• _Exercise task_
Starting at the line containing "Guideline: the keypoint for each instance of the limousine rear" and ending at the last of the items, give all those lines again, including the ones that are not answers. Multiply every coordinate in the answers by 0.95 and round each result to a whole number, with halves rounded up, and leave every other number unchanged.

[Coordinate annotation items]
☆ ☆ ☆ ☆
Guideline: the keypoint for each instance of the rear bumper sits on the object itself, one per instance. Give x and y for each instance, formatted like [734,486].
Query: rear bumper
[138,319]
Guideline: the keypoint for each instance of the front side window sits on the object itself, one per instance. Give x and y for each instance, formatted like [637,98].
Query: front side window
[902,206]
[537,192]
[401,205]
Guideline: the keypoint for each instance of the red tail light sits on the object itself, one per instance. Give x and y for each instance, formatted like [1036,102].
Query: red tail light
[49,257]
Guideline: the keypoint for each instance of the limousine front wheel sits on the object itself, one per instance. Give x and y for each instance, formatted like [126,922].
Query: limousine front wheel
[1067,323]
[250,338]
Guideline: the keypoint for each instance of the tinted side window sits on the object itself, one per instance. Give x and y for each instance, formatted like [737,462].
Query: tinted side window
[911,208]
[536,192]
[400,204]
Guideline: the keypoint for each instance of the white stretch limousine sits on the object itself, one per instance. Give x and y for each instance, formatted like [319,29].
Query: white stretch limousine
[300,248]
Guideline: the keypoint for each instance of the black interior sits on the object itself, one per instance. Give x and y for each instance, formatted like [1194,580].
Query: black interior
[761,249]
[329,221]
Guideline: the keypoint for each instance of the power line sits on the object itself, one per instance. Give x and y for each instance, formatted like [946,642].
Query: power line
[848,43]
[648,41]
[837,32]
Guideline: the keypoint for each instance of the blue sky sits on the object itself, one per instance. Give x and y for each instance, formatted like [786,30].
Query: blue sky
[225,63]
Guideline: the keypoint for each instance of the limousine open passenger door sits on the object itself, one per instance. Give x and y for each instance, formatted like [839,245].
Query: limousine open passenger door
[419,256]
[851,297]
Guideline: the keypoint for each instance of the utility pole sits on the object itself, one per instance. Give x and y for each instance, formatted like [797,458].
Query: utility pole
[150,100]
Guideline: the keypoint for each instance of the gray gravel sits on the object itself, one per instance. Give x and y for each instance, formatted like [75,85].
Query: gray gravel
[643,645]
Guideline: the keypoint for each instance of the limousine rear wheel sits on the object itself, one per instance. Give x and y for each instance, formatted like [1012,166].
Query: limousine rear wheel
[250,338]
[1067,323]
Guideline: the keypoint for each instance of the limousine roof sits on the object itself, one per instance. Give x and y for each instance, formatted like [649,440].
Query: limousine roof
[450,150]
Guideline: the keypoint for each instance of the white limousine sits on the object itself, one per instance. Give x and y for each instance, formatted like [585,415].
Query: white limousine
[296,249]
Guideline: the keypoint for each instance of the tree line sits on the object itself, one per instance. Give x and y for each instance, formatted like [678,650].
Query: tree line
☆ ☆ ☆ ☆
• _Final answer_
Guideline: the keypoint for each instance of the limousine rear wheel sits on the object itself, one per instance. Give x and y for each instance, formatted like [1012,166].
Query: limousine rear wheel
[238,321]
[1014,307]
Guideline: the keypoint for each instance of the limousine roof sits on the object itself, one per instance. Give x and y for each instance, formatted like [649,440].
Query: limousine roof
[428,143]
Guideline: the keypoint for each instance of the white limousine sits on the object itself, one per instance. Give x and y for each instance, formatted like [585,415].
Query: white limousine
[281,237]
Guideline: the keypoint for each instance of the tree line sits on the object itself, one per instance. Give x and y for each instance, formatted like [678,650].
Query: tree line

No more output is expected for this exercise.